#### Exercise instructions:
Write out the whole listing again, exactly as given.

------ Provided entries

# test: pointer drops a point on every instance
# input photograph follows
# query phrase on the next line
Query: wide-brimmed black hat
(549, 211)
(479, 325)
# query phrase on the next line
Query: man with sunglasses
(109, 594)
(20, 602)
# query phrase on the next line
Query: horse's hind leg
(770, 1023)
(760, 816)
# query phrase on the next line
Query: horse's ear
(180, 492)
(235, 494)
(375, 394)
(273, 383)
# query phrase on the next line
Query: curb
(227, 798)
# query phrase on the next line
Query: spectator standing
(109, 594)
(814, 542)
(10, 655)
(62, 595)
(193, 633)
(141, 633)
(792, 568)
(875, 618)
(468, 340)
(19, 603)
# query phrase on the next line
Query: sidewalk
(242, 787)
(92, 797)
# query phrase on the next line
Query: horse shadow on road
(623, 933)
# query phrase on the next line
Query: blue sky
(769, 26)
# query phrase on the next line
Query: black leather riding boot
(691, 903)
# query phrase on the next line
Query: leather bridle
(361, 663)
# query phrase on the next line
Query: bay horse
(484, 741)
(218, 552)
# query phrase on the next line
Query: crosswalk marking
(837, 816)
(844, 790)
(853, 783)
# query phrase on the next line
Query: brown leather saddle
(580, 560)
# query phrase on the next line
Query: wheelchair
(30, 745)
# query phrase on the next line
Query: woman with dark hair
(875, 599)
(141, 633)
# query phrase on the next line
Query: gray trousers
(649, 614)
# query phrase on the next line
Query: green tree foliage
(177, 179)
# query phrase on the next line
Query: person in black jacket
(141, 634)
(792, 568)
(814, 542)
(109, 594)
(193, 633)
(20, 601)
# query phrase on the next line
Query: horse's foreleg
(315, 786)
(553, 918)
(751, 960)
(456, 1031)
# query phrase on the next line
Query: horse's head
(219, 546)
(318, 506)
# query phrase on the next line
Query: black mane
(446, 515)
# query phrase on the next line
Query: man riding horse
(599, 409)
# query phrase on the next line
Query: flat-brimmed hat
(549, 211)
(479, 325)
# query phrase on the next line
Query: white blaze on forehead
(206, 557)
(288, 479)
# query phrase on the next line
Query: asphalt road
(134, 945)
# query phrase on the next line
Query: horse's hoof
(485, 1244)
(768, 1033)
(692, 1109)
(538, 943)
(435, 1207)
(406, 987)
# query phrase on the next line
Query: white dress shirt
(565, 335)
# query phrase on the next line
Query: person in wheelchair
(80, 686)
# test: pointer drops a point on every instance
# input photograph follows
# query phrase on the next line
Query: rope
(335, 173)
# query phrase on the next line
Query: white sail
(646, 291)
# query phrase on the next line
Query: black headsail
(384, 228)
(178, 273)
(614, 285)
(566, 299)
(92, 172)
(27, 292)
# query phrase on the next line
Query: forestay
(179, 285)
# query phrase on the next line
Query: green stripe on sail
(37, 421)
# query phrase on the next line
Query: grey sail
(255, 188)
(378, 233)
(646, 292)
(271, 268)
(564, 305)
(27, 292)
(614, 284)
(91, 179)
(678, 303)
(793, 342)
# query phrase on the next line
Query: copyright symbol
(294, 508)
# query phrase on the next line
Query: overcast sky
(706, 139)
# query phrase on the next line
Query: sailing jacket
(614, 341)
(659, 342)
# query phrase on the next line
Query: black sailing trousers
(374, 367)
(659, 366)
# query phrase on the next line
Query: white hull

------------

#### Exercise output:
# test: pointer drops a point on every instance
# input photograph follows
# query phrase on the next line
Query: wide-brimmed black hat
(549, 211)
(479, 325)
# query phrase on the next line
Query: man with sunglasses
(109, 594)
(20, 602)
# query phrase on the next line
Query: horse's hind leg
(770, 1023)
(760, 816)
# query phrase on the next line
Query: horse's ear
(180, 492)
(235, 494)
(375, 394)
(273, 383)
# query phrase on the next line
Query: curb
(227, 798)
# query phrase on the next line
Query: spectator standing
(109, 594)
(814, 542)
(10, 655)
(62, 595)
(193, 633)
(141, 633)
(792, 568)
(875, 618)
(468, 340)
(19, 603)
# query phrase on the next line
Query: sidewalk
(242, 787)
(92, 797)
# query phrase on the next line
Query: horse shadow on road
(623, 933)
# query phrase on the next line
Query: blue sky
(769, 26)
# query phrase on the next line
Query: black leather riding boot
(691, 903)
# query phrase on the next line
Query: leather bridle
(361, 663)
# query phrase on the next line
Query: bay horse
(484, 741)
(218, 552)
# query phrase on the next line
Query: crosswalk marking
(837, 816)
(844, 790)
(853, 783)
# query phrase on the next line
Query: brown leather saddle
(580, 560)
# query phrase on the next line
Query: wheelchair
(30, 745)
# query phrase on the next line
Query: woman with dark hair
(875, 599)
(141, 633)
# query phrase on the next line
Query: gray trousers
(649, 614)
# query phrase on the next line
Query: green tree foliage
(177, 179)
# query phrase on the next line
Query: person in black jacket
(141, 634)
(792, 568)
(814, 542)
(109, 594)
(193, 633)
(20, 601)
# query phrase on the next line
Query: horse's foreleg
(315, 786)
(553, 918)
(751, 960)
(456, 1031)
# query phrase on the next line
Query: horse's head
(219, 546)
(318, 506)
# query phrase on the next line
Query: black mane
(446, 515)
# query phrase on the next line
Query: man riding horse
(599, 409)
# query phrase on the next line
Query: flat-brimmed hat
(549, 211)
(479, 325)
# query phrase on the next line
Query: white blaze on forehead
(206, 557)
(288, 479)
# query phrase on the next line
Query: asphalt road
(134, 945)
# query phrase on the next line
Query: horse's hoof
(485, 1244)
(768, 1033)
(692, 1109)
(538, 943)
(435, 1207)
(406, 987)
# query phrase on the next line
Query: white dress shirt
(565, 335)
# query phrase on the next line
Query: person in wheelchair
(80, 686)
# test: pointer drops a point on every instance
# input photograph follows
# query phrase on the next line
Query: rope
(335, 173)
# query phrase on the next line
Query: white sail
(646, 291)
# query phrase on the next line
Query: black headsail
(384, 228)
(178, 273)
(614, 285)
(566, 299)
(92, 172)
(27, 292)
# query phrase on the next line
Query: forestay
(179, 285)
# query phrase on the next line
Query: green stripe on sail
(37, 421)
# query phrase on the next line
Query: grey sail
(255, 188)
(378, 233)
(646, 292)
(271, 268)
(564, 305)
(27, 292)
(614, 284)
(91, 179)
(678, 303)
(793, 342)
# query phrase on the next line
Query: copyright symbol
(294, 508)
# query phrase on the next line
Query: overcast sky
(706, 139)
# query phrase on the next line
Query: sailing jacket
(614, 341)
(659, 342)
# query phrase on the next line
Query: black sailing trousers
(374, 367)
(659, 366)
# query phrase on the next line
Query: white hull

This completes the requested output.